--- BEGIN ---
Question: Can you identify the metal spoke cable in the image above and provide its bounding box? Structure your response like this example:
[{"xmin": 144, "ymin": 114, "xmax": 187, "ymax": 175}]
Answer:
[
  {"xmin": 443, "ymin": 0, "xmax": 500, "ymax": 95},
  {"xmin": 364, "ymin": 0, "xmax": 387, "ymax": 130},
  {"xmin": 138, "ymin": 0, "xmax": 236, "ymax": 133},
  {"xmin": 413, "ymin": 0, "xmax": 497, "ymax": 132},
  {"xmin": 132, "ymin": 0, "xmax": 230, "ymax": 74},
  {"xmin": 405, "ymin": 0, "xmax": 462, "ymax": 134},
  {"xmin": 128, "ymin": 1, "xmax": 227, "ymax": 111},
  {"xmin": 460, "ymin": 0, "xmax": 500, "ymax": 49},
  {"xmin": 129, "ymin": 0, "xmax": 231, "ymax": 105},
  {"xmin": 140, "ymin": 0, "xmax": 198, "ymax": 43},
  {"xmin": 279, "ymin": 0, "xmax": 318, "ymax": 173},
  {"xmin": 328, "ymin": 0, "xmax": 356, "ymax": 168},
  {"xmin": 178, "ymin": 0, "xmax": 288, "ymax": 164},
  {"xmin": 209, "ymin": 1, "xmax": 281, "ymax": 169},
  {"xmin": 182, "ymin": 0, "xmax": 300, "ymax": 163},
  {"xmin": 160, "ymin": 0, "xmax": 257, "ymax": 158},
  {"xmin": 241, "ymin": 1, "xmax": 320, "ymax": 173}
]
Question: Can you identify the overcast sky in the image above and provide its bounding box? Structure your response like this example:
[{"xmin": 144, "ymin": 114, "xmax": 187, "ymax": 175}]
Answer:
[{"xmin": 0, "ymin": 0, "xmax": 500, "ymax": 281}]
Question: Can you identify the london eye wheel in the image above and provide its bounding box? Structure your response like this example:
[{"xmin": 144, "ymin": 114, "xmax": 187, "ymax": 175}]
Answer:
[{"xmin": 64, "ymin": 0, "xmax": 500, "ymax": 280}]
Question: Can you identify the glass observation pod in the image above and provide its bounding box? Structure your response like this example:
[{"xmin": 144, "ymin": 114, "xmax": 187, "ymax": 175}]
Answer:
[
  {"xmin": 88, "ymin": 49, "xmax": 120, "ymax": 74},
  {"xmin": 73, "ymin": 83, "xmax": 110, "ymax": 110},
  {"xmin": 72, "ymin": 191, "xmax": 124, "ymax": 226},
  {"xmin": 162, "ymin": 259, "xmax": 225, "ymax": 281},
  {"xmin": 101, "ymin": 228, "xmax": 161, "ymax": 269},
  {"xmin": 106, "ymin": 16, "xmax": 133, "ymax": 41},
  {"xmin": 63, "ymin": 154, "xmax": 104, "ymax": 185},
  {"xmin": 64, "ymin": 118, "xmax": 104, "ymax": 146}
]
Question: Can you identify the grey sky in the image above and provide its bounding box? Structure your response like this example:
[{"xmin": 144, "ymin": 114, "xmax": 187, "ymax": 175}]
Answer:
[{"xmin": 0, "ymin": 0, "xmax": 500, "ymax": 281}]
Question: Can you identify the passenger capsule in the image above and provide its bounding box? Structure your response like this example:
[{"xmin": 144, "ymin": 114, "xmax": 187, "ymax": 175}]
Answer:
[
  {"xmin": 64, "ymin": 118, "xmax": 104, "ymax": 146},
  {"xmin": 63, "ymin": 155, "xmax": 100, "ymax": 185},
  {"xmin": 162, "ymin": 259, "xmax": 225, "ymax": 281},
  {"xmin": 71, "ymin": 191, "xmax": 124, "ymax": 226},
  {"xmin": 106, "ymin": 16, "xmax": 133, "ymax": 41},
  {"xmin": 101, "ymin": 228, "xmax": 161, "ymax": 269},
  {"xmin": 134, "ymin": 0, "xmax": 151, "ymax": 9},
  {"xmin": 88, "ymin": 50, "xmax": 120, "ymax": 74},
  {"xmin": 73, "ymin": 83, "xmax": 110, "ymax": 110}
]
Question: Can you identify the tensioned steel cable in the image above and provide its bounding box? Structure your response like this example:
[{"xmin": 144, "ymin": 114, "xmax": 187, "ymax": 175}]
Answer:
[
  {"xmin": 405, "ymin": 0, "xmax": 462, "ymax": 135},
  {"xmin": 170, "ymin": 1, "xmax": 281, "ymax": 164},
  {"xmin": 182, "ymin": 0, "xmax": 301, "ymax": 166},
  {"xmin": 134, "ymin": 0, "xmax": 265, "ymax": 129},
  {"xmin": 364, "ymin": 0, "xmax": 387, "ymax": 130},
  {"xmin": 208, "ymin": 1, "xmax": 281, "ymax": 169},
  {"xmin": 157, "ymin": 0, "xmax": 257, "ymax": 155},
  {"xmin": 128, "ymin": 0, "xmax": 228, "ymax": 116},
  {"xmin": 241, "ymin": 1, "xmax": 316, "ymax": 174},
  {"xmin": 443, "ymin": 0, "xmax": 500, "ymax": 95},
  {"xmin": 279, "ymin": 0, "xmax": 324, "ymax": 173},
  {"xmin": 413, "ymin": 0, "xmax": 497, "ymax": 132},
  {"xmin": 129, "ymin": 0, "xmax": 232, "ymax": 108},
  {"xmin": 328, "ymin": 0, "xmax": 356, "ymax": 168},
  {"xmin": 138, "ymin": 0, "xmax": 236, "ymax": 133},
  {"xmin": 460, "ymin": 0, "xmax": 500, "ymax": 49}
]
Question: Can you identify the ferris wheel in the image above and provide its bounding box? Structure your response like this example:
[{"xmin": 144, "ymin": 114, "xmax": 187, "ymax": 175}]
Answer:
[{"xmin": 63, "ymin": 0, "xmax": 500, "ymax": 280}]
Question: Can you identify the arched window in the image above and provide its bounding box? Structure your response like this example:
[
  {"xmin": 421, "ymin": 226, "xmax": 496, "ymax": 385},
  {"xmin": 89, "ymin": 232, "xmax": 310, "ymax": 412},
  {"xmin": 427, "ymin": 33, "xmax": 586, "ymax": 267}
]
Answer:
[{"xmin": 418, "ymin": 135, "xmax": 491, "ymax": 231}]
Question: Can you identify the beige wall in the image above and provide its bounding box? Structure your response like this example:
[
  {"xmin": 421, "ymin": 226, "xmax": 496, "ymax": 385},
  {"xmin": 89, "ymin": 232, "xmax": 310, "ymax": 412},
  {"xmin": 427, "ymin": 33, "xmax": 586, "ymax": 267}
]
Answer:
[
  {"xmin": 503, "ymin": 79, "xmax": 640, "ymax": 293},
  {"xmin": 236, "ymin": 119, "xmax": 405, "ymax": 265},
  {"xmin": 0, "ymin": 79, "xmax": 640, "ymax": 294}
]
--- END ---
## WHAT TO DO
Can you add 137 to every bounding-box coordinate in the answers across the stretch from the line containing "Question: Can you identify the arched" through the end of the records, and give all of those lines again, requests included? Leave the numbers in the requests and their format samples unchanged.

## RESPONSE TO THIS TASK
Question: Can you identify the arched window in the image above and provide its bounding box? Structure your response like this example:
[
  {"xmin": 421, "ymin": 226, "xmax": 496, "ymax": 385},
  {"xmin": 89, "ymin": 232, "xmax": 310, "ymax": 412},
  {"xmin": 427, "ymin": 33, "xmax": 586, "ymax": 267}
]
Answer:
[{"xmin": 555, "ymin": 272, "xmax": 628, "ymax": 368}]
Question: Can you identify the beige wall in the image above and provide its bounding box? Structure your response like this example:
[
  {"xmin": 421, "ymin": 226, "xmax": 496, "ymax": 385},
  {"xmin": 89, "ymin": 232, "xmax": 310, "ymax": 412},
  {"xmin": 427, "ymin": 33, "xmax": 586, "ymax": 267}
]
Answer:
[
  {"xmin": 640, "ymin": 216, "xmax": 777, "ymax": 430},
  {"xmin": 373, "ymin": 256, "xmax": 542, "ymax": 402},
  {"xmin": 137, "ymin": 216, "xmax": 777, "ymax": 431}
]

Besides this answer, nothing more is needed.